### Supplied text
Content starts

PEANUT.

A pod magnified.

Modification in connection with behavior is further illustrated by the grapevine and Virginia creeper. The whole leading shoot is here pushed aside by the development of a bud at the base of the leaf, that takes the place of a leading shoot. The original leader then becomes a tendril, and serves in the economy of the plant by clinging to trees or rocks, or in coiling around other plants in support. Great progress has been made in this department of botany within recent years. Darwin has shown that the tendrils of some plants continue in motion for some time in order to find something to cling to. The grapevine especially spends a long time in this labor if there is difficulty in reaching a host. The plant preserves vital power all this time, but no sooner is support found, than nutrition is cut off, and the tendril dies, though, hard and wiry, it serves its parent plant as a support better dead than alive. The amount of nutrition spent in sustaining motion is found to be enormous. A vine that can find ready means of support grows with a much more healthy vigor than one that has difficulty in finding it. Many plants present illustrations.

Much advance has been made in the knowledge of the motions of plants as regards their various forms. Growth in plants is not continuous; but is a series of rests and advances. In other words it is rhythmic. The nodes, or knots, in the stems of grasses are resting-places. When a rest occurs, energy may be exerted in a different direction, and a change of form result. This is well illustrated by the common Dogwood of northern woods, Cornus florida on the eastern, and Cornus Nuttallii on the western slope of the American continent. On the approach of winter the leaf is reduced to a bud scale, and then rests. When spring returns these scales resume growth and appear as white bracts. In the annexed illustration the scales that served for winter protection to the buds are seen at the apex of the bracts. In other species of Dogwood the bud scales do not resume growth. Energy is spent in another direction. In this manner we have an insight as to the cause of variation, which was not perceived even so recently as Darwin’s time. We now say that variation results from varying degrees of rhythmic growth—force; and that this again is governed by varying powers of assimilation.

OUTLINE OF A WHITE DOGWOOD FLOWER (Cornus florida), SHOWING BUD-SCALES DEVELOPED TO BRACTS.

The Darwinian view, that form results from external conditions of which the plant avails itself in a struggle for existence, is still widely accepted as a leading factor in the origin of species. Those which can assume the strongest weapons of defense continue to exist under the changed conditions. The weaker ones do not survive, and we only know of them as fossils. This is termed the doctrine of natural selection.

The origin and development of plant-life, or, as it is termed, evolution, has made rapid advancement as a study during the century. That there has been an adaptation to conditions in some respects, as contended by Mr. Darwin and his followers, must be correct. The oak and other species of trees must have been formed before mistletoe and other parasites could grow on them. In the common Dodder—species of Cuscuta—the seeds germinate in the ground like ordinary plants. As soon as they find something to attach themselves to, they cut loose from mother earth and live wholly on the host. As a speculation it seems plausible that all parasites have arisen in this way. Some, like the mistletoe, having the power, at length, to have their seeds germinate on the host-plant, have left their terrestrial origin in the past uncertain. A number of parasites, however, do not seem to live wholly on the plants they attach themselves to. These are usually destitute of green color. The Indian pipe, snow plant of the Pacific Coast, and Squaw root of the Eastern States are examples; the former called ghost-flower from its paleness. These plants have little carbonaceous matter in their structure, and hence are regarded as having formed a kind of partnership with fungi. This is known now as symbiosis, or living together of dissimilar organisms, each dependent mutually. The fungus and the flowering plant in these cases are necessary to the existence of each other. They demand nitrogen instead of carbonhydroids. The Squaw root, Conopholis Americana, though attached to the subterranean portions of the trunks of trees, is probably sustained by the fungus material in the old bark, or even in the wood, rather than by the ordinary food of flowering plants. Lichens, as it is now well known, are a compound of fungi and water weeds (algæ), and this doctrine of symbiosis is regarded as one of the great advances of the century.

Content ends

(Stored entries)
Content starts

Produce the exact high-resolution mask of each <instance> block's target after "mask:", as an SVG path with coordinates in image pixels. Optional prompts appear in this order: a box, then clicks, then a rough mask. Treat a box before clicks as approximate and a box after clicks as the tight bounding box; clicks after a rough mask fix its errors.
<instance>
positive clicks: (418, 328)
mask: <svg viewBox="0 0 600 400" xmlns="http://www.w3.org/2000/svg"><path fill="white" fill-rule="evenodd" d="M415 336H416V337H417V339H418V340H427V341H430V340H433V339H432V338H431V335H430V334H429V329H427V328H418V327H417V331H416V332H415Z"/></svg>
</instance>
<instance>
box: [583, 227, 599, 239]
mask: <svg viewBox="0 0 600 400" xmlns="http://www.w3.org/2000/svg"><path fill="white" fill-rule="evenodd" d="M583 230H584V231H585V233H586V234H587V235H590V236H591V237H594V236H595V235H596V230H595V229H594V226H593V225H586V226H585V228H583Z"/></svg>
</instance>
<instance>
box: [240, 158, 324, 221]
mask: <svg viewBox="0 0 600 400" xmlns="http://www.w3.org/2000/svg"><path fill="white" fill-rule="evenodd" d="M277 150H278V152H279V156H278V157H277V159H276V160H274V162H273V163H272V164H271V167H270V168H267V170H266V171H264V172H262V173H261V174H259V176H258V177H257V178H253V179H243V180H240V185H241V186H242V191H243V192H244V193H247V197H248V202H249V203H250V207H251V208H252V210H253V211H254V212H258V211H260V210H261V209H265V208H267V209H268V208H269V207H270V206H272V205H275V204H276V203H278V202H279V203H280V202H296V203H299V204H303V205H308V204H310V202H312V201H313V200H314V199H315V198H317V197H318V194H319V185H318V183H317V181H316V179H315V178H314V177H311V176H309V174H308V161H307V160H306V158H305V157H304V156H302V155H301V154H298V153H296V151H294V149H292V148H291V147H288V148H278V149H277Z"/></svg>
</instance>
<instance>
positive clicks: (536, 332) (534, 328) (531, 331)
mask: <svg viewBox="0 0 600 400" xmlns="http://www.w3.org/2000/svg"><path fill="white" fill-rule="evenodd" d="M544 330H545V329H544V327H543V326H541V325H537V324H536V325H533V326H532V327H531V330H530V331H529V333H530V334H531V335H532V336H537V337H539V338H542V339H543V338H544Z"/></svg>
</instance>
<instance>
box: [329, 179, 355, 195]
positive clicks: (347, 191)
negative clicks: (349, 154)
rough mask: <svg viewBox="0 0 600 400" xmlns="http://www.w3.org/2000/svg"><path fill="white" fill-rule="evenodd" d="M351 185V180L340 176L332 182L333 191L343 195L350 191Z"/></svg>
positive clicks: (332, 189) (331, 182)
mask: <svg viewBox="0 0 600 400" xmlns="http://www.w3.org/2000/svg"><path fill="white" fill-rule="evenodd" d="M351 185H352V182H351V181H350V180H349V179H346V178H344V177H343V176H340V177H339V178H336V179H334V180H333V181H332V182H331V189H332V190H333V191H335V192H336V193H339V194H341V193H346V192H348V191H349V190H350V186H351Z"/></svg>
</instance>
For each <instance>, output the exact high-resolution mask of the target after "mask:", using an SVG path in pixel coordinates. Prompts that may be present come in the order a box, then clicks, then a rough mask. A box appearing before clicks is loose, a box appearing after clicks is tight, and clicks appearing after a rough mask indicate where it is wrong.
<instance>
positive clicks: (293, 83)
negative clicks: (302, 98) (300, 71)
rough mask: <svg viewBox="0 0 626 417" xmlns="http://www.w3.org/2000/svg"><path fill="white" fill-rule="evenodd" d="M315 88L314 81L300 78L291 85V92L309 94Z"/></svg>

Content ends

### Work instruction
Answer these questions using the botany text:
1. What does the original leading shoot of the grapevine become?
2. In spring, what do the bud scales of Cornus florida appear as?
3. Lichens are a compound of what?
These data come from a source separate from the text.

### Output for this exercise
1. A tendril.
2. White bracts.
3. Fungi and water weeds (algæ).